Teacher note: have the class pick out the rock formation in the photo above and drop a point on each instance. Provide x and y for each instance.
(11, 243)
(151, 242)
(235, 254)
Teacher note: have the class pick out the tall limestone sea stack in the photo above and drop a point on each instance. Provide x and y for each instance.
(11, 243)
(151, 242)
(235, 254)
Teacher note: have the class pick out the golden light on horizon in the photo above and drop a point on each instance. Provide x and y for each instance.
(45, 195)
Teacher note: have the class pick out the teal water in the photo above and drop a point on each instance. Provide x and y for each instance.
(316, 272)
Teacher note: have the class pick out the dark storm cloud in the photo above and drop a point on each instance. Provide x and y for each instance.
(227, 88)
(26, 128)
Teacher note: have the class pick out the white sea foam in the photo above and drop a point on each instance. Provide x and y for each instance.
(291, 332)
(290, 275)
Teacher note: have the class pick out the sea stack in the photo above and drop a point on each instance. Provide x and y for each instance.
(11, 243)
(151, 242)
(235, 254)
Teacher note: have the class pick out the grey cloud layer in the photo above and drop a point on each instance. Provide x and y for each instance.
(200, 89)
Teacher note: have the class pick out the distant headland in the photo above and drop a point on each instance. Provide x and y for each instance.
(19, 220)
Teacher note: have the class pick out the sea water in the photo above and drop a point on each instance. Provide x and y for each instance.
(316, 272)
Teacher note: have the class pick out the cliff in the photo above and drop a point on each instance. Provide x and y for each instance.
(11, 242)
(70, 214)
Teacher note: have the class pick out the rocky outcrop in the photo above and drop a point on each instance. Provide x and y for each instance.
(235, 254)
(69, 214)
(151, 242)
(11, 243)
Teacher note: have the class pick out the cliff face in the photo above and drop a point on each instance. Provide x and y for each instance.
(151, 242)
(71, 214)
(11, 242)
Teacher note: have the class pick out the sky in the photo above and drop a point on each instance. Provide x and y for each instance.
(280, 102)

• • •

_The problem_
Your task is to copy every entry above, exactly as written.

_Written reply_
Teacher note: have the class pick out the rock formation in the photo above and drop a point on each instance. Provide x and y for each instance.
(11, 243)
(151, 242)
(235, 254)
Teacher note: have the class pick out the tall limestone sea stack in the photo above and drop a point on each instance. Provide x and y for each instance.
(11, 243)
(151, 242)
(235, 254)
Teacher note: have the class pick out the golden light on horizon in the photo above and drop a point on each instance. Provide x and y for each instance.
(45, 195)
Teacher note: have the class pick out the teal water in the photo above and drop a point on each instance. Provide x and y for each instance.
(316, 272)
Teacher note: have the class pick out the dark storm cloud in the photo above and drop a point on each instance. Provide x and y for each instance.
(227, 88)
(26, 128)
Teacher note: have the class pick out the white sea foam in the photo above and drop a point on each instance. Provide x and y for each instance.
(291, 332)
(290, 275)
Teacher note: have the class pick out the sea stack in the photo above and drop a point on each instance. Provide x and y for each instance.
(11, 243)
(151, 242)
(235, 254)
Teacher note: have the class pick out the grey cloud layer in the photo above and drop a point on each instance. Provide x and y for each instance.
(200, 89)
Teacher note: have the class pick out the distant headland in the photo above and drop a point on each instance. Provide x and y for each instance.
(19, 220)
Teacher note: have the class pick out the sea water in the photo above and drop a point on each instance. Provide x and y for each instance.
(316, 272)
Teacher note: have the class pick out the cliff in the photo above and drop a point on each instance. Provide x and y for each instance.
(11, 242)
(70, 214)
Teacher note: have the class pick out the rocky outcrop in the photo above and drop a point on each instance. Provide x and y for each instance.
(235, 254)
(69, 214)
(151, 242)
(11, 243)
Teacher note: have the class pick out the cliff face in the photo above and drop a point on each instance. Provide x and y for each instance.
(151, 242)
(71, 214)
(11, 242)
Teacher note: have the class pick out the sky in the photo above and drop a point on each instance. Provide x and y for each instance.
(280, 102)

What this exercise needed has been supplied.